* [WHAT YOU NEED TO DO]: Return the lines below that contain the word "roof".

* [Records excerpted from a collection]:
•••••

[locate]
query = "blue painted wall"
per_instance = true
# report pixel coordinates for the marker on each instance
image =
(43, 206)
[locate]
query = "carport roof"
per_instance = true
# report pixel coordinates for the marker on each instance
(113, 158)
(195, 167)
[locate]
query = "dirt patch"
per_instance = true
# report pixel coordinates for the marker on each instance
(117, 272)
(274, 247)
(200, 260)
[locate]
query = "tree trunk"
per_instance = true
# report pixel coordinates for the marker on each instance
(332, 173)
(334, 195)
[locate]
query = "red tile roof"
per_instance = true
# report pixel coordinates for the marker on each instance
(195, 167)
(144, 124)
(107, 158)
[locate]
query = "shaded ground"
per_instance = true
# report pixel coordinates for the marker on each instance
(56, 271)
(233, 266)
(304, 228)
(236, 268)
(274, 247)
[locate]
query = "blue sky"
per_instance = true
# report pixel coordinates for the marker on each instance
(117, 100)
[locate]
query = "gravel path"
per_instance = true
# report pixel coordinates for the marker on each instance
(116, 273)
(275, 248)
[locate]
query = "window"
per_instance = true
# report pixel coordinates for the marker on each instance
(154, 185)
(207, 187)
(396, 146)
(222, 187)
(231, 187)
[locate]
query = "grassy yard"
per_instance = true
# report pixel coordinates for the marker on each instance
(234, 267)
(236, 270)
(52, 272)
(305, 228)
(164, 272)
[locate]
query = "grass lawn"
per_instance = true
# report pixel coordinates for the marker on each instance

•••••

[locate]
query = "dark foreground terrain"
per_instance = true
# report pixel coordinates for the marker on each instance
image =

•••••

* [RESULT OF THIS TASK]:
query = "carport roof"
query = "red tile roof"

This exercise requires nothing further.